==== INFORMATION SHOWN

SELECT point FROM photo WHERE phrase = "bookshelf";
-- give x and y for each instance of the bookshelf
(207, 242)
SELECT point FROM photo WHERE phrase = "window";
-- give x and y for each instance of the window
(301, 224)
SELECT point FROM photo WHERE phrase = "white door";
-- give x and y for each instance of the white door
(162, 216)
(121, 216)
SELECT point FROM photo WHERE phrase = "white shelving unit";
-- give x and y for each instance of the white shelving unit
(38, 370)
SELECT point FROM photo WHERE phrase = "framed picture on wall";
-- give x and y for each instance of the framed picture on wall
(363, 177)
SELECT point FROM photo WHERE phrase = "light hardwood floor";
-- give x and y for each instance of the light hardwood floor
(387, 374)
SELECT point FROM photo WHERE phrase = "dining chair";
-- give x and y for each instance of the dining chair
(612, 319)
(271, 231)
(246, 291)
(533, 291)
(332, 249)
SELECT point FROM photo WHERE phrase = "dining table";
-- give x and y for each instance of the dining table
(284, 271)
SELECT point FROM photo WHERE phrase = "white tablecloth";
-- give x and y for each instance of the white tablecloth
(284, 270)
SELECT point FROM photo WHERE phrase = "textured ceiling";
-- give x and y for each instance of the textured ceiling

========

§ WHAT YOU WILL DO
Above are the entries; count how many of their lines contain the word "point" and give only that number.

§ YOUR SOLUTION
10